- [AIM OF THE EXERCISE]:
Edit the records below by changing every "Wanted" to "Required" and keeping all other text the same. Leave the pictures out of your answer.
* Start SUPPLIED RECORDS *
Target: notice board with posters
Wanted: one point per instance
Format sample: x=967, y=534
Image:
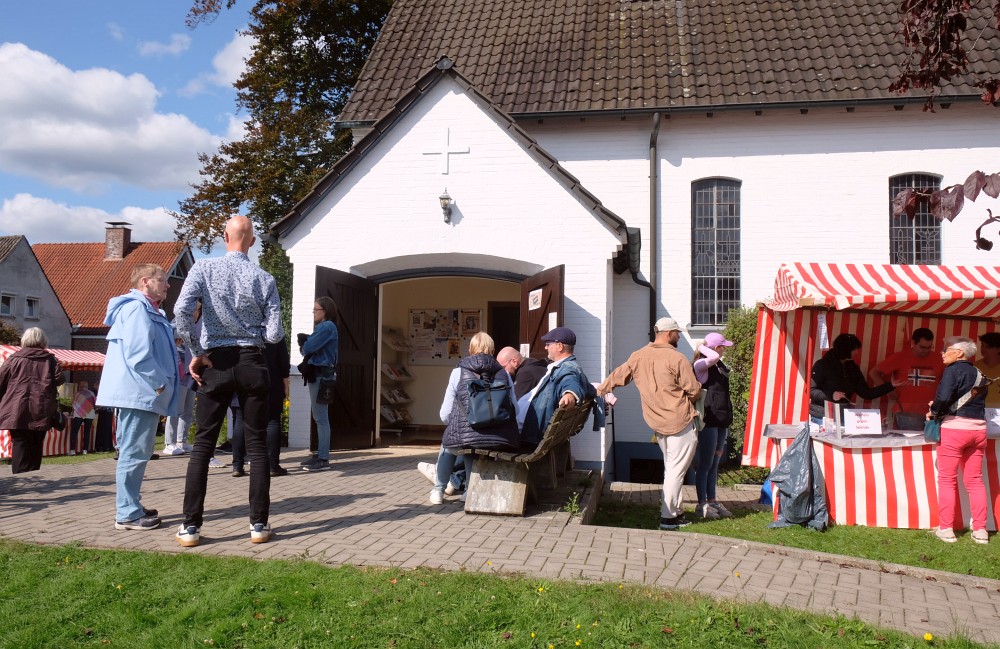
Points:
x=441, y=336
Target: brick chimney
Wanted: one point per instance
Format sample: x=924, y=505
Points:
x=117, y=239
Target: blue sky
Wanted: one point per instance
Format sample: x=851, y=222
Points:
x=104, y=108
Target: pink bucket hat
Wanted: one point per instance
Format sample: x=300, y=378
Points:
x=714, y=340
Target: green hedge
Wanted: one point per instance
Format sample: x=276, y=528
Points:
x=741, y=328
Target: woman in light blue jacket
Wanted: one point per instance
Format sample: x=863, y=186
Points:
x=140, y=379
* End SUPPLIED RECORDS *
- [ANSWER FOR THE TASK]:
Target: notice board with posters
Required: one point per instance
Format sample: x=967, y=534
Image:
Points:
x=441, y=336
Target: brick chimney
Required: one point per instance
Format sample: x=924, y=505
Points:
x=117, y=239
Target: blue sky
Required: one point per instance
Format sample: x=851, y=222
Points:
x=104, y=108
Target: pink bucket hat
Required: one point per instance
Format sample: x=300, y=378
Points:
x=714, y=340
Target: green hedge
Required: one point per instance
Format sample: x=276, y=528
Points:
x=741, y=328
Target: woman in light blue jacket
Required: one point per instance
Format sample: x=863, y=186
Points:
x=140, y=379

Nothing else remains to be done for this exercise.